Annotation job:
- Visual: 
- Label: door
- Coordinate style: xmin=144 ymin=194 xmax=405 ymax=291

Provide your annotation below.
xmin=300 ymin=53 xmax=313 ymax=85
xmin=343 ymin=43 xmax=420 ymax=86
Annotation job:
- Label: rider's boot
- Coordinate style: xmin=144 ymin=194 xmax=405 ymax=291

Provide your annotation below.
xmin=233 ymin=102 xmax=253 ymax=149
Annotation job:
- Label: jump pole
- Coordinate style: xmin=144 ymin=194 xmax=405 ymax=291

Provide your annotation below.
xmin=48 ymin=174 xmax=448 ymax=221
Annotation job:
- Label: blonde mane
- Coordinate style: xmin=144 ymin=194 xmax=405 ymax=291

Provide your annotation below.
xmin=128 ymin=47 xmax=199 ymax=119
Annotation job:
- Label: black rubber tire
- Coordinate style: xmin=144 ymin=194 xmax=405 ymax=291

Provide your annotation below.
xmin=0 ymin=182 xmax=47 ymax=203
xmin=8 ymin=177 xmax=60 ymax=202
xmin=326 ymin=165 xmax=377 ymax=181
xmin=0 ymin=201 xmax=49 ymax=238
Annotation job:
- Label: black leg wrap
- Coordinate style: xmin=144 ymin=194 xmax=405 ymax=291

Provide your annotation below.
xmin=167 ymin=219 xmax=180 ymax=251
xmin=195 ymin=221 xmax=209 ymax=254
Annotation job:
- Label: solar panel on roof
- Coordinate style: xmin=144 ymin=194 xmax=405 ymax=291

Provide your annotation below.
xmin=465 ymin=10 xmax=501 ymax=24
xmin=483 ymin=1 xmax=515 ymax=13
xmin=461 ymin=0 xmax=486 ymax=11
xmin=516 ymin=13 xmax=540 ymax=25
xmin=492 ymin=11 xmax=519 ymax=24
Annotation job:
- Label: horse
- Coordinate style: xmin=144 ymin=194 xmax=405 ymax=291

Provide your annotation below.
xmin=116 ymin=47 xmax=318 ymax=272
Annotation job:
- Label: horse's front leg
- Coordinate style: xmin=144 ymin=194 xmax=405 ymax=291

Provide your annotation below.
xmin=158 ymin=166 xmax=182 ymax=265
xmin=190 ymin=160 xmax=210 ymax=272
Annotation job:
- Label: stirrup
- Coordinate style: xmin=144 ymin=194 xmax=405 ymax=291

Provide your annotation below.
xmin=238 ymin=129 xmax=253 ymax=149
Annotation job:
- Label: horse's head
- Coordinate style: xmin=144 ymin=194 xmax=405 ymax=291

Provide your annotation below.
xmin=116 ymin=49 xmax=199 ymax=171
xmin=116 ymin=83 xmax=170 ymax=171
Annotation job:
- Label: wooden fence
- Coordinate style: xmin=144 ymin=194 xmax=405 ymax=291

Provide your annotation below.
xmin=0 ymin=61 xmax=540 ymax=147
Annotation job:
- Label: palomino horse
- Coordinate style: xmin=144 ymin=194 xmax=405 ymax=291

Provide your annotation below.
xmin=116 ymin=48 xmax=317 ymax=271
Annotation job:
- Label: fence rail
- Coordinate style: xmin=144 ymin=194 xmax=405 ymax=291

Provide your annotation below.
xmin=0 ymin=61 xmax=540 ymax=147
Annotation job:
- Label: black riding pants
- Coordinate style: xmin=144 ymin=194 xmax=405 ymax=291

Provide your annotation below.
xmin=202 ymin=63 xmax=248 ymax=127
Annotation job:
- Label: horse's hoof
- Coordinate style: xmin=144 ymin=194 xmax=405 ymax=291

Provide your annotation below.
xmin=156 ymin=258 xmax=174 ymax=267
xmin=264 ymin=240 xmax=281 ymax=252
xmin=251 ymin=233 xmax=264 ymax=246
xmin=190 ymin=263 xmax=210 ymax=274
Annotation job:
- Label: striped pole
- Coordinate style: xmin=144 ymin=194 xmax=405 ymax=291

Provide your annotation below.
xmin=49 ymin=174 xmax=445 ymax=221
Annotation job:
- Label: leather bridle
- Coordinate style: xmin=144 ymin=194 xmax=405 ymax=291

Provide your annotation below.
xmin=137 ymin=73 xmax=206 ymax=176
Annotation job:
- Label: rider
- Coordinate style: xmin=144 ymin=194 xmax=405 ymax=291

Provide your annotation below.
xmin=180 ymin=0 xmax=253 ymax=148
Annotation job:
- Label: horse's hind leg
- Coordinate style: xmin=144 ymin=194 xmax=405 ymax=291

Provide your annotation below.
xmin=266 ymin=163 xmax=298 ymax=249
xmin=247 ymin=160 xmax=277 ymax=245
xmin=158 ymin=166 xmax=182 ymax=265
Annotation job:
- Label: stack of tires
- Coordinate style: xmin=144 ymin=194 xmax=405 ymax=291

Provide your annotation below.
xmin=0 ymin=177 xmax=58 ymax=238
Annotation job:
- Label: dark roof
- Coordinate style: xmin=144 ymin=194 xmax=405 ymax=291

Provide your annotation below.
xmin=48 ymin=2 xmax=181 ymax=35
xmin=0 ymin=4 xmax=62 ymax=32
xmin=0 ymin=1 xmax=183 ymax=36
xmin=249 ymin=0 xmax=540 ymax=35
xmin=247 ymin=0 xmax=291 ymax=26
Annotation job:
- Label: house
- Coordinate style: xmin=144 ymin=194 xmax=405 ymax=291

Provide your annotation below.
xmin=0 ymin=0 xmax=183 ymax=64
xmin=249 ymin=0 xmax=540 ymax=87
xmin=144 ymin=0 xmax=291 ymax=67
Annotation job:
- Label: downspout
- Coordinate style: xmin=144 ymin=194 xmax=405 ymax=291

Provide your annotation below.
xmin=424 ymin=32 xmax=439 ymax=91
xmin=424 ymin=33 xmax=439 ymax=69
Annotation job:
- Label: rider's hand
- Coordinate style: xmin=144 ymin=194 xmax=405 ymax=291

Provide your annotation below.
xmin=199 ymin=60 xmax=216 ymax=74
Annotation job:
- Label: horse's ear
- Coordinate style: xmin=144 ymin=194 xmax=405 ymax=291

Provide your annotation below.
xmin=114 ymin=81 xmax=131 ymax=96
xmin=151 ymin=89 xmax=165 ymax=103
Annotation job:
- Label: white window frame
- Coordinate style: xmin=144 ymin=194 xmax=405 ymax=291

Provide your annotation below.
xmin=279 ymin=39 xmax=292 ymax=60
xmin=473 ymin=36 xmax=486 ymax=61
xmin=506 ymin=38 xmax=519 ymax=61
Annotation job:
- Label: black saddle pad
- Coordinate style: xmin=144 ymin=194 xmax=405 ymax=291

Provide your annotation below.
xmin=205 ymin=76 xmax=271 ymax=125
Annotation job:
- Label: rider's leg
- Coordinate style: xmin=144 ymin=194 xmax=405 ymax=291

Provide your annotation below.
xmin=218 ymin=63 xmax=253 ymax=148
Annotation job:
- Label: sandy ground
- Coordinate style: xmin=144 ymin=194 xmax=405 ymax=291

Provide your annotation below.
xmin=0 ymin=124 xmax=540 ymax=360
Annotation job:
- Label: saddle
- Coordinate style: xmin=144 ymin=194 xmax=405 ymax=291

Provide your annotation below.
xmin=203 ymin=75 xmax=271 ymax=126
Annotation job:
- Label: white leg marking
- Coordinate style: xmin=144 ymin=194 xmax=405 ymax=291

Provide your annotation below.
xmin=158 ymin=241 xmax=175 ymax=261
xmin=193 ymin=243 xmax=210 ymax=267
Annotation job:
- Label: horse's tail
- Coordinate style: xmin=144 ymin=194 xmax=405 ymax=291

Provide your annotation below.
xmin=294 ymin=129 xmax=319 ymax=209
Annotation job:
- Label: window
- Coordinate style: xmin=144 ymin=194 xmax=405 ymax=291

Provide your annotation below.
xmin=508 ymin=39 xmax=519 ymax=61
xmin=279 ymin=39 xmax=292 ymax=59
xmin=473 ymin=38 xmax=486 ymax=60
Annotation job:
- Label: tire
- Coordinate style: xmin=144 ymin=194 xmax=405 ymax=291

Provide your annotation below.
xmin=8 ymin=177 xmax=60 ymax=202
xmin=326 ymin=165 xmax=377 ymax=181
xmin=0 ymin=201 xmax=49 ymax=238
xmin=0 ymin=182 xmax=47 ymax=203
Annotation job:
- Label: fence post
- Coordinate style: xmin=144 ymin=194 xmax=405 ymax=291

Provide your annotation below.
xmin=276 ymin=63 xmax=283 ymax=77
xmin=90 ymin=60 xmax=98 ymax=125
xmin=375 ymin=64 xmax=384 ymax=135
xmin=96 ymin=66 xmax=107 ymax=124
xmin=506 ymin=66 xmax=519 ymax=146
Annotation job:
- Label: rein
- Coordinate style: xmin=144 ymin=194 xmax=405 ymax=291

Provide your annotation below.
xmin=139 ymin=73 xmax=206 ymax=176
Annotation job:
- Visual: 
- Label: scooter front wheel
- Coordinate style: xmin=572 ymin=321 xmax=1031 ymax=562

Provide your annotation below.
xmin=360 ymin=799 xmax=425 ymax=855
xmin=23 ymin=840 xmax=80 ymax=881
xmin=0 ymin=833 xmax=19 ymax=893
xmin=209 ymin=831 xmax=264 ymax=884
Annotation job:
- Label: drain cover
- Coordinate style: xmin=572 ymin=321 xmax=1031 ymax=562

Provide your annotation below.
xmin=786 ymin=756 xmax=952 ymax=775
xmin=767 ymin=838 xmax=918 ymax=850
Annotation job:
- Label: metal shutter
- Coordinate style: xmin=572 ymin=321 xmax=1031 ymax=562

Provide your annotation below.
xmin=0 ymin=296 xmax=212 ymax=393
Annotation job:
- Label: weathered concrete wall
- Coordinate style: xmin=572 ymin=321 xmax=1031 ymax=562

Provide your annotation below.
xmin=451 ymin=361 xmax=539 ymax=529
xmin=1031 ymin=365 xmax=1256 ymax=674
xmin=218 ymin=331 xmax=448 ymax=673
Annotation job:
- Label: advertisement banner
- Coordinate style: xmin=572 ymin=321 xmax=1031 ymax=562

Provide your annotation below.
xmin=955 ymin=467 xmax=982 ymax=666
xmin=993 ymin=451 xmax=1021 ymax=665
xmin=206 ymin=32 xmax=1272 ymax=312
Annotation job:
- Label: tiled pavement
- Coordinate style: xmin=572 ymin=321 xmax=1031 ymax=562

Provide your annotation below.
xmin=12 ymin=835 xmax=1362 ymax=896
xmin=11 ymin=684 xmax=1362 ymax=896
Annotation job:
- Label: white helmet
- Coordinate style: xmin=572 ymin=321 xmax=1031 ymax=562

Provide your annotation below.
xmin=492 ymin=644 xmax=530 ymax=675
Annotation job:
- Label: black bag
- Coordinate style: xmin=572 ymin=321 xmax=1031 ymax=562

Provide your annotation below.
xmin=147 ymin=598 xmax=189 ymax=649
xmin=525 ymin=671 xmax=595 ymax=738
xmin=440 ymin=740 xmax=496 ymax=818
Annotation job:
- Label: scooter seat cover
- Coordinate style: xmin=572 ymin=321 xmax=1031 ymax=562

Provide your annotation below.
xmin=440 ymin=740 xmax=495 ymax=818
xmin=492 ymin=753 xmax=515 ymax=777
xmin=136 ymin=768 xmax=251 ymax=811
──────────
_What you are asked to do_
Starting at the first of the lines above and ending at the one that contains "xmin=48 ymin=174 xmax=448 ymax=221", give them as a Markdown table with a No. column for the row number and a Line column for the line. Leave out blank lines.

_Answer_
| No. | Line |
|---|---|
| 1 | Annotation job: |
| 2 | - Visual:  |
| 3 | - Label: door |
| 4 | - Coordinate style: xmin=144 ymin=194 xmax=405 ymax=291 |
| 5 | Provide your annotation below. |
| 6 | xmin=300 ymin=53 xmax=313 ymax=85 |
| 7 | xmin=343 ymin=43 xmax=420 ymax=86 |
| 8 | Annotation job: |
| 9 | - Label: rider's boot |
| 10 | - Coordinate style: xmin=144 ymin=194 xmax=405 ymax=291 |
| 11 | Provide your annotation below. |
| 12 | xmin=233 ymin=102 xmax=253 ymax=149 |
| 13 | Annotation job: |
| 14 | - Label: jump pole |
| 15 | - Coordinate style: xmin=144 ymin=194 xmax=405 ymax=291 |
| 16 | Provide your annotation below. |
| 17 | xmin=48 ymin=174 xmax=448 ymax=221 |